┌─ 提供テキスト
In [None]:
import glob
import os
import numpy as np
import torch
import torch.optim as optim
import torchvision.transforms.functional as TF
from torchvision.transforms import v2
import torchvision.models as models
import torch.nn as nn
import cv2
from torch.utils.data import Dataset, DataLoader, random_split
from pathlib import Path
from typing import List, Tuple
import matplotlib.pyplot as plt
import datetime
import pandas as pd
import seaborn as sns; sns.set()
from sklearn.metrics import confusion_matrix, classification_report
%matplotlib inline

time = datetime.datetime.now()
filedate=time.strftime('%Y%m%d_%H%M')

device = torch.device('cuda:0') if torch.cuda.is_available() else torch.device('cpu')
└─
┌─ 項目
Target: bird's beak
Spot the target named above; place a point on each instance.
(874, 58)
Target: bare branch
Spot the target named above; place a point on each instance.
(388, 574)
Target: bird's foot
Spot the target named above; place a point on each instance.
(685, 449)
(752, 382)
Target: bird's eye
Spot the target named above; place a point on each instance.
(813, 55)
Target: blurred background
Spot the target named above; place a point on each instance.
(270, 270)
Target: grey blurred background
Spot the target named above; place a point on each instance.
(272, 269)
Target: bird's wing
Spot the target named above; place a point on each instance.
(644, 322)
└─
┌─ 項目
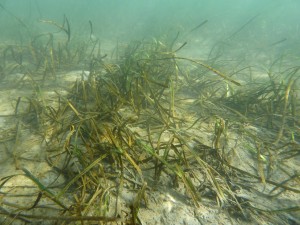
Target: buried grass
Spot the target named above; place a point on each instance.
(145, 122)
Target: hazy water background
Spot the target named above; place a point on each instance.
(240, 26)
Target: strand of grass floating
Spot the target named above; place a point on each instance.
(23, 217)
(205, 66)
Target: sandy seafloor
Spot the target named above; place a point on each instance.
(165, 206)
└─
┌─ 項目
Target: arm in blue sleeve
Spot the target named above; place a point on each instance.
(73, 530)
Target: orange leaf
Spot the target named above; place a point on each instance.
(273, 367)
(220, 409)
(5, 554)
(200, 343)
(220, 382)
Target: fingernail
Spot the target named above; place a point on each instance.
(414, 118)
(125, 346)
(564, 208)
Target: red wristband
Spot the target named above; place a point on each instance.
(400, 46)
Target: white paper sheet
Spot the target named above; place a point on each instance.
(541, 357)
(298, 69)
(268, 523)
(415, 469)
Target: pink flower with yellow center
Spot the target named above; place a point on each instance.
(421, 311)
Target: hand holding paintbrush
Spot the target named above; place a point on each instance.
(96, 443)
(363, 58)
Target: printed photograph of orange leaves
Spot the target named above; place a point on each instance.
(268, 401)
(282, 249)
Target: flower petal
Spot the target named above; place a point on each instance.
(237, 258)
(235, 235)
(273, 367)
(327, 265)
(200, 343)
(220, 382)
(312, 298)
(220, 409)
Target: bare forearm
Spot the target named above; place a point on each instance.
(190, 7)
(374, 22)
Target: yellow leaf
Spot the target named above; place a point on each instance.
└─
*作業内容:*
1 - PyTorch のセットアップコードから、「from sklearn.metrics import」で始まり「torch.cuda.is_available() else torch.device('cpu')」で終わる部分を一字一句変えずに書き写してください。
2 - PyTorch のセットアップコードでは、CUDA が利用できない場合に変数 device に何が設定されますか。
3 - PyTorch のセットアップコードの続きを、最後の行の後から書き進めてください。
上記の記録は参照しなくてかまいません。

*解答:*
1 -
from sklearn.metrics import confusion_matrix, classification_report
%matplotlib inline

time = datetime.datetime.now()
filedate=time.strftime('%Y%m%d_%H%M')

device = torch.device('cuda:0') if torch.cuda.is_available() else torch.device('cpu')

2 - torch.device('cpu')

3 -
# 定数の設定
Channels = 3
batch_size = 64
IMG_SIZE = 224
valsplit = 0.25
epochlist=[10, 20, 30, 40, 50, 60, 70, 80, 90, 100, 110, 120, 130, 140, 150, 160, 170, 180, 190, 200]
epochs = epochlist[-1]


# クラスの設定
Classes = ["Intact", "Damaged"]
ClassNum = len(Classes)

# パス設定
trainpath = r"..\..\20251209Data\TrainVal_BrightContrast"
testpath = r"..\..\20251209Data\Test"
savepath = r"..\..\20251209Data\Weights"
historypath = r"..\..\20251209Data\History"
resultspath = r"..\..\20251209Data\Results"

'''
PytorchではDataloaderという,膨大なデータセットからでもメモリを圧迫せずに取り出せてforループにも対応するための枠組みがある
データセットをDataloaderが引っ張ってこれるような形式にするためにMyDataset(torch.utils.data.Dataset)というクラスを作れば，
あとはそのメソッドをtorch.utils.data.Datasetが勝手に使用してデータを加工してくれる
__init__, __getitem__, __len__をクラス内で必ず定義しなければならない
Dataloader内のデータはバッチごとにまとめられる
'''
class MyDataset(Dataset):
    def __init__(self, root: str, transforms, Classes) -> None:
        super().__init__()
        self.transforms = transforms
        self.Classes = Classes
        #globは複数のファイルのパスをまとめて取得する
        #訓練と訓練白黒の二個下のディレクトリから画像を取得
        self.data = list(sorted(Path(root).glob("*\*")))

    #__getitem__は，MyDataset型のインスタンスでdataset[1]みたいに要素番号呼び出しをされたときに自動で行う処理(Pythonデフォ付属)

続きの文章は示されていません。